Directions:
Find how many lines of the listing below include the word "each", then report the number by itself.

Records to process:
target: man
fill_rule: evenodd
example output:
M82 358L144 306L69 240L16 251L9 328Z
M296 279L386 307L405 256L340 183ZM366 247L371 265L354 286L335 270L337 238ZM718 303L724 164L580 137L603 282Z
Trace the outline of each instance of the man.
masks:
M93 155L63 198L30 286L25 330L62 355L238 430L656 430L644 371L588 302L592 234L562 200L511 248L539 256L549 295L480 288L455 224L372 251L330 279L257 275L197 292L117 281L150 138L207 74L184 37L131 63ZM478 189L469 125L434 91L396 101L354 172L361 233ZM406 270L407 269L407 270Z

--

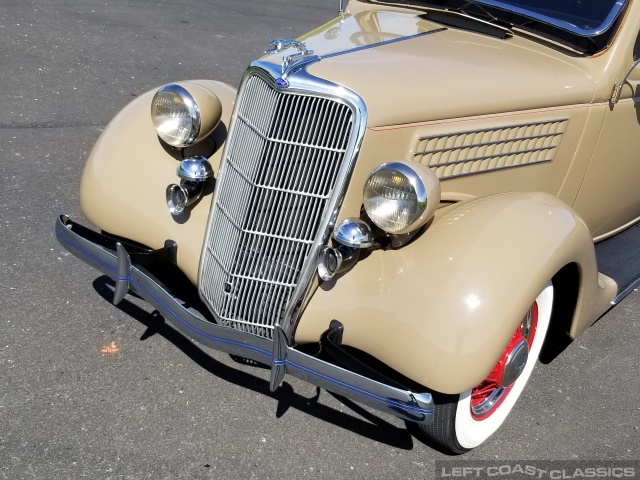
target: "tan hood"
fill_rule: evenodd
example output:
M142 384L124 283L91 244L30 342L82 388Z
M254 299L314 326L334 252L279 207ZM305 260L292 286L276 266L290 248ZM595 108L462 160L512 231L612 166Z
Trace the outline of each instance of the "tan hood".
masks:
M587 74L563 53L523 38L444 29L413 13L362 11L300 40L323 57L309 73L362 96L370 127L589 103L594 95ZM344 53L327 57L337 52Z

Output for this exercise:
2